- Assignment
Two lines below mark the span: the one containing "(format x=317, y=63)" and the one containing "(format x=551, y=197)". Set down both, plus every line between, exactly as they stand, and nothing else.

[Data shown — start]

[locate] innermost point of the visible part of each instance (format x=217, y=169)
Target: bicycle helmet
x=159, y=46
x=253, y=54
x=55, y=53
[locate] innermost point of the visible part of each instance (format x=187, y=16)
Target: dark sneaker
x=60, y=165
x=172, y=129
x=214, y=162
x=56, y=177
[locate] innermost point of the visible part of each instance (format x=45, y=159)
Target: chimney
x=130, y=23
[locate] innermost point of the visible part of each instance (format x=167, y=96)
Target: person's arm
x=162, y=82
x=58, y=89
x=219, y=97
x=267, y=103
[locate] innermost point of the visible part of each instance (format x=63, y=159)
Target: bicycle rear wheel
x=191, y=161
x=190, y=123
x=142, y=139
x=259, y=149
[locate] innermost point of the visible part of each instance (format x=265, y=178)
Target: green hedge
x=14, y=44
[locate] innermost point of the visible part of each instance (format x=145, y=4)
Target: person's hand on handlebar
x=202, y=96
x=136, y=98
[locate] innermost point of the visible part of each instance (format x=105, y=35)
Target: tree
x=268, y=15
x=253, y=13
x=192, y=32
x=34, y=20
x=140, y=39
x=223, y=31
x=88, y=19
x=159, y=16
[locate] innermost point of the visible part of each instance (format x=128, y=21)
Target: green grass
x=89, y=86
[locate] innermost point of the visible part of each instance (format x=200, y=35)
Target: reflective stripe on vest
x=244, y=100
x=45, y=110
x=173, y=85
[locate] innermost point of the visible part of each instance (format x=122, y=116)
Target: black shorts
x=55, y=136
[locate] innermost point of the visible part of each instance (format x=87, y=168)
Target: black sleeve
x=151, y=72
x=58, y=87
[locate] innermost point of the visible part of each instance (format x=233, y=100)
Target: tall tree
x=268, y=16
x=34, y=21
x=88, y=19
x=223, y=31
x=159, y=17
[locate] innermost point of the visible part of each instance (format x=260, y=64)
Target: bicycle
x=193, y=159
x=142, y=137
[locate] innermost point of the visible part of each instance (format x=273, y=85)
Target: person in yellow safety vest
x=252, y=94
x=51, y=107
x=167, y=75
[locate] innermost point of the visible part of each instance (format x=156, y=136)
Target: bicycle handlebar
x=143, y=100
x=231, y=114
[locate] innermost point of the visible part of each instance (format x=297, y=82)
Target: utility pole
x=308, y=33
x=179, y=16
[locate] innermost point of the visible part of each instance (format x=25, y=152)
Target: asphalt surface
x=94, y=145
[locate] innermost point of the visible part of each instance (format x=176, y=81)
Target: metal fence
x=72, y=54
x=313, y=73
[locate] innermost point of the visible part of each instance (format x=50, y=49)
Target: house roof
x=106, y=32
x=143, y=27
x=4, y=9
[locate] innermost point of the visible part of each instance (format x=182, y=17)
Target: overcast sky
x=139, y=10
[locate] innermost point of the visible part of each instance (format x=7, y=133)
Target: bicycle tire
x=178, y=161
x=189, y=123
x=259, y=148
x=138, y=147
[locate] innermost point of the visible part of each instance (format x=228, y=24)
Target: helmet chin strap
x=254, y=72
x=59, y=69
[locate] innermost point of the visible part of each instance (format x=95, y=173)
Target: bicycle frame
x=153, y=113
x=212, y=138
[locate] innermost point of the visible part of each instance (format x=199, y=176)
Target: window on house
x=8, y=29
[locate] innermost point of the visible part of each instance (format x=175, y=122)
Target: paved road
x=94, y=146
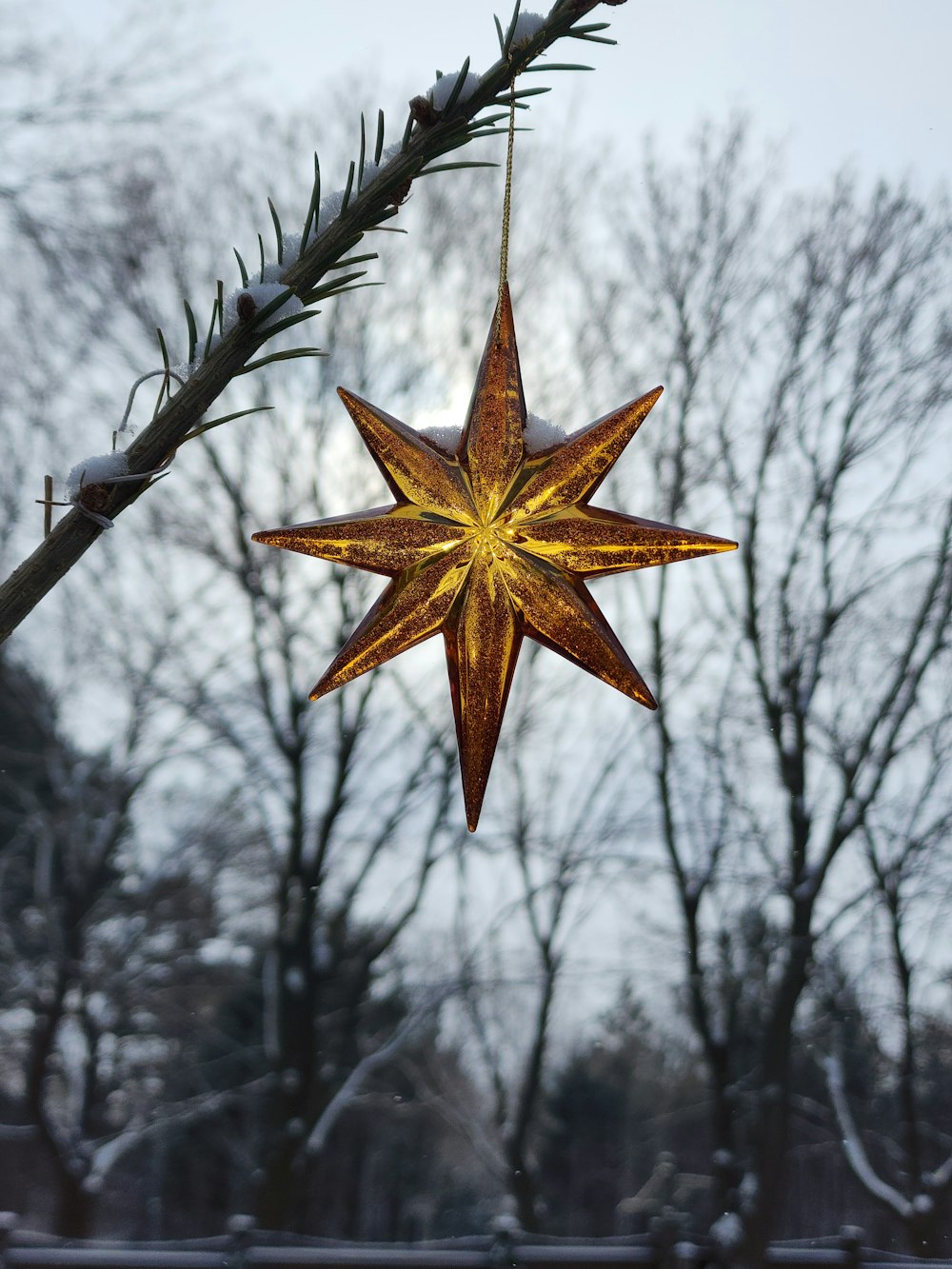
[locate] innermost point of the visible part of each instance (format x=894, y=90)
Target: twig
x=377, y=201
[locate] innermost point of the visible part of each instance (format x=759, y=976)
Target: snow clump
x=540, y=434
x=442, y=90
x=98, y=469
x=526, y=27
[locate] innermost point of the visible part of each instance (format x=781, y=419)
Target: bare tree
x=909, y=872
x=809, y=380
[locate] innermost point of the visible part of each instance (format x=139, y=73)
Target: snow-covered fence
x=247, y=1248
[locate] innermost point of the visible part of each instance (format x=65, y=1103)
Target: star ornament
x=490, y=545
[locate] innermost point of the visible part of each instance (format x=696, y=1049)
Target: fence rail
x=247, y=1248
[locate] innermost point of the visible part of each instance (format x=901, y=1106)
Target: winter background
x=202, y=941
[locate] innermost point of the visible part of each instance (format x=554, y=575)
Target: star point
x=489, y=545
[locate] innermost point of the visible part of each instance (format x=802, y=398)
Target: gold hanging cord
x=506, y=202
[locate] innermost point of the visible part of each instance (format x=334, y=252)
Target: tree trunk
x=75, y=1206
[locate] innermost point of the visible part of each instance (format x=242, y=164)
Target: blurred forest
x=693, y=964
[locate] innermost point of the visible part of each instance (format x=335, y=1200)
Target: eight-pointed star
x=489, y=545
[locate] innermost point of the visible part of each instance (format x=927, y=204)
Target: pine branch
x=429, y=134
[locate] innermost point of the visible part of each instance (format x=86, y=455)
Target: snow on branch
x=375, y=190
x=853, y=1147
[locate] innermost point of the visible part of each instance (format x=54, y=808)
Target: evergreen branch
x=429, y=133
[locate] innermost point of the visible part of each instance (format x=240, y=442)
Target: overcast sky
x=863, y=80
x=838, y=80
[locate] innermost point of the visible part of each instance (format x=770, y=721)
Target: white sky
x=863, y=80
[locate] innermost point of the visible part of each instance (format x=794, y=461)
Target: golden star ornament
x=489, y=545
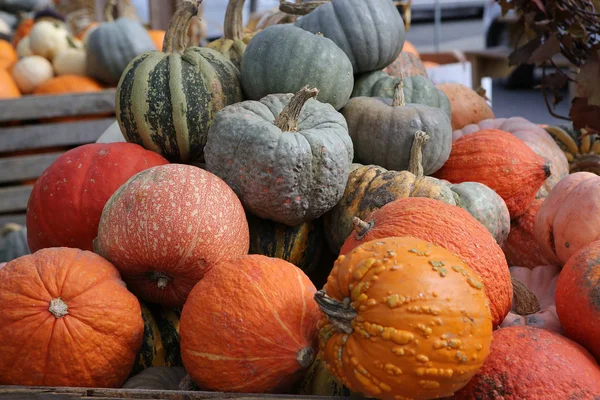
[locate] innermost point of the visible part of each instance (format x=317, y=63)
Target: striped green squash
x=166, y=101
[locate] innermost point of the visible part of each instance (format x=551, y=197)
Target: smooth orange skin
x=578, y=298
x=441, y=305
x=521, y=248
x=569, y=219
x=452, y=228
x=174, y=219
x=467, y=106
x=244, y=323
x=94, y=345
x=528, y=363
x=502, y=162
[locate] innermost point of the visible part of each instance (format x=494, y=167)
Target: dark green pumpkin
x=382, y=131
x=417, y=89
x=284, y=59
x=300, y=245
x=287, y=157
x=166, y=101
x=370, y=32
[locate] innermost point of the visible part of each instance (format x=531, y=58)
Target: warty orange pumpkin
x=257, y=332
x=67, y=320
x=447, y=226
x=405, y=319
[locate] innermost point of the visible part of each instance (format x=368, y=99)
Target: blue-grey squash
x=287, y=157
x=166, y=101
x=112, y=45
x=370, y=32
x=383, y=130
x=284, y=59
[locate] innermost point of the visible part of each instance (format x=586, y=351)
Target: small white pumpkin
x=48, y=38
x=30, y=72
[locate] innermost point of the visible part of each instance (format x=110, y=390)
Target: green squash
x=383, y=129
x=301, y=245
x=112, y=46
x=287, y=157
x=417, y=89
x=370, y=32
x=166, y=101
x=284, y=59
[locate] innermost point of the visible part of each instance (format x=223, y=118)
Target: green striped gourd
x=166, y=101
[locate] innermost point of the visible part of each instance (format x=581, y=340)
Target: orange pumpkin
x=578, y=298
x=533, y=298
x=447, y=226
x=500, y=161
x=527, y=363
x=8, y=55
x=257, y=332
x=569, y=218
x=467, y=106
x=67, y=320
x=521, y=249
x=8, y=86
x=405, y=319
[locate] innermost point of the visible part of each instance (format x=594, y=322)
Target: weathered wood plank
x=52, y=135
x=13, y=169
x=14, y=198
x=68, y=105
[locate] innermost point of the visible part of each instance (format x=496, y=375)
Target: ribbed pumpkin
x=535, y=137
x=258, y=332
x=569, y=218
x=437, y=222
x=383, y=129
x=187, y=220
x=501, y=161
x=578, y=297
x=370, y=33
x=286, y=156
x=301, y=245
x=269, y=67
x=234, y=41
x=66, y=202
x=521, y=247
x=417, y=89
x=405, y=319
x=527, y=363
x=67, y=320
x=533, y=298
x=166, y=101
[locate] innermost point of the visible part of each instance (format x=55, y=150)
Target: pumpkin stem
x=415, y=163
x=524, y=301
x=339, y=313
x=361, y=227
x=58, y=307
x=398, y=100
x=287, y=120
x=176, y=36
x=234, y=27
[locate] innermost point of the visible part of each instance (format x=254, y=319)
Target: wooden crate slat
x=21, y=168
x=52, y=135
x=14, y=198
x=68, y=105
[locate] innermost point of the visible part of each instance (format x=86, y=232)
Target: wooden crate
x=44, y=141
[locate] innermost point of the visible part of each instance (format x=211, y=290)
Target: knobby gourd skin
x=284, y=59
x=370, y=33
x=405, y=319
x=166, y=101
x=305, y=155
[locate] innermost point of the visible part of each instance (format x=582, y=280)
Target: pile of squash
x=301, y=210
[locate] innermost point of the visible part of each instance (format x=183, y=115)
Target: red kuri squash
x=167, y=226
x=67, y=200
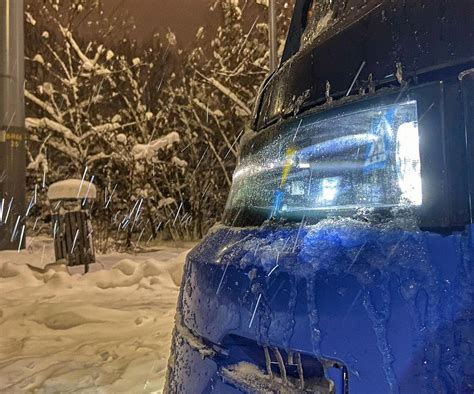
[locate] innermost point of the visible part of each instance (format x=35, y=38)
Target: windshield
x=367, y=158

[Data shown — finish]

- The completed task
[locate] innermost point of the visible part of each instance (format x=317, y=63)
Target: striped green squash
x=166, y=101
[locate] innermost point of the visible part of each instance (format x=551, y=197)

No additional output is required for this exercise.